### DO THIS:
In the passage on well fluids, what range of failure pressure ratings does the synthetic borosilicate sold as SCOTCHLITE® have?

### TEXT SHOWN:
_____

The well fluids of the present invention typically comprise a base fluid and a portion of hollow particles. Generally, the well fluids of the present invention may be any fluid that may, or that is intended to, become trapped within a subterranean annulus after the completion of a subterranean cementing operation. In certain exemplary embodiments, the well fluid is a drilling fluid, a spacer fluid, or a completion fluid. In certain exemplary embodiments, the well fluid is a spacer fluid.
The base fluid used in the well fluids of the present invention may comprise an aqueous-based fluid or a nonaqueous-based fluid. Where the base fluid is aqueous-based, the base fluid can comprise fresh water, salt water (e.g., water containing one or more salts dissolved therein), brine (e.g., saturated salt water), or seawater. Nonlimiting examples of nonaqueous-based fluids that may be suitable include diesel, crude oil, kerosene, aromatic and nonaromatic mineral oils, olefins, and various other carriers and blends of any of the preceding examples such as paraffins, waxes, esters, and the like. Generally, the base fluid may be present in the well fluid in an amount sufficient to form a pumpable well fluid. More particularly, the base fluid is typically present in the well fluid in an amount in the range of from about 20% to about 99% by volume.
The hollow particles used in the well fluids typically comprise any material that may collapse or reduce in volume to a desired degree upon exposure to a force. For example, such force may be a compressive force generated by expansion of another fluid within a trapped annulus; such a force may occur due to an increase in the annular temperature stimulated by production of hydrocarbons from a subterranean formation. This collapse or reduction in volume of the hollow particles may, inter alia, provide a desired amount of expansion volume for other fluids within an annulus, e.g., a spacer fluid, preflush fluid, drilling fluid, or completion fluid composition, and may desirably affect the pressure in the annulus. The desired collapse or volume reduction of the hollow particles may be achieved by any suitable means, including, but not limited to, failure of the particle, or deformation and contraction of the particle. Generally, the hollow particles should be able to withstand the rigors of being pumped and should remain intact until after their placement in a subterranean annulus. An example of suitable hollow particles is commercially available from Halliburton Energy Services, Inc., under the tradename “SPHERELITE,” which generally is obtained from the waste stream of coal-burning processes. As a result, each batch of material may demonstrate a wide range of failure pressures. Another example of a suitable hollow particle is a synthetic borosilicate that is commercially available from 3M Corporation under the tradename “SCOTCHLITE®,” having different failure pressure ratings in the range of from about 500 psi to about 18,000 psi. For example, SCOTCHLITE® HGS-4000, HGS-6000 and HGS-10,000 particles are hollow particles having failure pressure ratings of 4,000, 6,000, and 10,000 psi, respectively. Once exposed to a pressure above their pressure rating, SCOTCHLITE® hollow particles demonstrate a predictable failure rate, which may provide, inter alia, a suitable and predictable amount of expansion volume for other fluids within the annulus, thereby reducing or mitigating annular pressure buildup.

_____

### STORED ROWS:
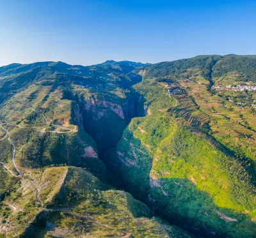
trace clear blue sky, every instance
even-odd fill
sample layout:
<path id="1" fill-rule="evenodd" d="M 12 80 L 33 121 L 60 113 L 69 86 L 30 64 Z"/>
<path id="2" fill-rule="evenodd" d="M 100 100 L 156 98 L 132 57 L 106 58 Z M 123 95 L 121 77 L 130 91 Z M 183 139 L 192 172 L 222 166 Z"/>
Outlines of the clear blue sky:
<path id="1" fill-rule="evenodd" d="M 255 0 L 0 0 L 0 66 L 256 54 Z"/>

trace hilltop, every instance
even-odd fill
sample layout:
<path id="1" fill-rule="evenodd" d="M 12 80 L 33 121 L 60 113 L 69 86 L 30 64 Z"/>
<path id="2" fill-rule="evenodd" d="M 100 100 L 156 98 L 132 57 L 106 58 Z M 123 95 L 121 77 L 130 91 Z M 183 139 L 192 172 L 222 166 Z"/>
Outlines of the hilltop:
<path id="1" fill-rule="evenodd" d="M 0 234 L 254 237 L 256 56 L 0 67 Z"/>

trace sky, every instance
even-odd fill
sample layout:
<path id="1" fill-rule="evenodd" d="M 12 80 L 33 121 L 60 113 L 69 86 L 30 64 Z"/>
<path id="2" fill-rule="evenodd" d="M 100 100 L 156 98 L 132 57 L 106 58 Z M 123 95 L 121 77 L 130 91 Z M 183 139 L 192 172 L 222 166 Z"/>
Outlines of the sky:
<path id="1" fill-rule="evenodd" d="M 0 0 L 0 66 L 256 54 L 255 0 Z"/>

_____

### THE SOLUTION:
From about 500 psi to about 18,000 psi.